- Task instructions -
Could you render every line of the items below as a Markdown table with the columns Row and Line, numbering the rows, skipping blank lines, and leaving the pictures out?

- Recorded information -
::::::::::
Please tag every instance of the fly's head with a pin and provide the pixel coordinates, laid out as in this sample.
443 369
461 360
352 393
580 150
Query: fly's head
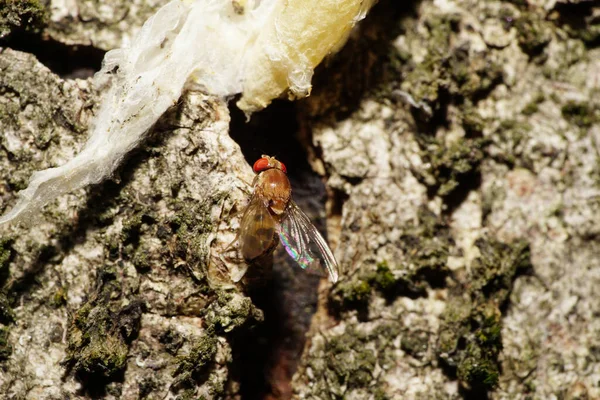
::::::::::
- Exercise answer -
| Row | Line |
|---|---|
| 1 | Please tag every instance of the fly's head with a pin and provide the pixel coordinates, laid out as in this sample. |
| 2 | 443 369 |
| 3 | 461 360 |
| 4 | 352 393 |
| 5 | 580 150 |
| 6 | Query: fly's head |